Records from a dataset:
[Start of section]
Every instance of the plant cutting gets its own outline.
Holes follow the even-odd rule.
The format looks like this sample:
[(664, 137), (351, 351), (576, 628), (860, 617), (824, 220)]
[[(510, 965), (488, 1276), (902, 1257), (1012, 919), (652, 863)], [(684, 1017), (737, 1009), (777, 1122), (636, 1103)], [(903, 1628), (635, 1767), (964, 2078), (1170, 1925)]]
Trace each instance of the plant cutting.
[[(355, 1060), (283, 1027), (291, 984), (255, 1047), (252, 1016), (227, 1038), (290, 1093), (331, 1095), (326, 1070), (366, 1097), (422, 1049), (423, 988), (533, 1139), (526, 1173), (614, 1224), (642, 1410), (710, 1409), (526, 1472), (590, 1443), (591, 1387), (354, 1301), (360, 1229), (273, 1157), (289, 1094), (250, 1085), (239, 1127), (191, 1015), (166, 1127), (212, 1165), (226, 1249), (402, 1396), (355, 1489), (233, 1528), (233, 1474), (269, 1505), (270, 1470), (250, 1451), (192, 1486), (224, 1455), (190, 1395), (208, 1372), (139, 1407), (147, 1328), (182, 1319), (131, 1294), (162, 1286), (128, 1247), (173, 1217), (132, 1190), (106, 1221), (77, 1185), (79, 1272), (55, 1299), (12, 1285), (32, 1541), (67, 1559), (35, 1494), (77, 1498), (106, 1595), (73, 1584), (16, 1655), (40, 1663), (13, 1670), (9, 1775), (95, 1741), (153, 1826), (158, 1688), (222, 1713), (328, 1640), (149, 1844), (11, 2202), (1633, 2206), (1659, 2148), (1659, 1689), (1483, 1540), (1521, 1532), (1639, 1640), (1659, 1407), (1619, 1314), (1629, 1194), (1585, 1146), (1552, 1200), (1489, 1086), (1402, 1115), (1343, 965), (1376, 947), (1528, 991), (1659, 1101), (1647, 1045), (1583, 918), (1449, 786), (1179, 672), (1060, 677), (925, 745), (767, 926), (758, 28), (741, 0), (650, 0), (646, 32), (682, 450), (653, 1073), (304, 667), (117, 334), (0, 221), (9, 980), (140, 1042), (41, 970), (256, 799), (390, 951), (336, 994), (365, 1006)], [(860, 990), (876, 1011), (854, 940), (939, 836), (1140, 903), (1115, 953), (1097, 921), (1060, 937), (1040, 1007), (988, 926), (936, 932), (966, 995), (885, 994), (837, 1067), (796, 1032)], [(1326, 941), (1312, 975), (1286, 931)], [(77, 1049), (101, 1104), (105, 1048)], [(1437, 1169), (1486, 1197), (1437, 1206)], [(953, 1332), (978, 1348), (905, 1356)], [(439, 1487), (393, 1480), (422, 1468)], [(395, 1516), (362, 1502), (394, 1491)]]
[End of section]
• [WHAT IS BEING ASKED]
Taking the entries above, write out exactly the lines starting with the line containing "[(664, 137), (351, 351), (576, 628), (860, 617), (824, 220)]" and going on through the line containing "2078), (1170, 1925)]]", both included, and nothing else.

• [ANSWER TO THE EXERCISE]
[(664, 137), (351, 351), (576, 628), (860, 617), (824, 220)]
[[(510, 965), (488, 1276), (902, 1257), (1012, 919), (652, 863)], [(684, 1017), (737, 1009), (777, 1122), (636, 1103)], [(903, 1628), (635, 1767), (964, 2078), (1170, 1925)]]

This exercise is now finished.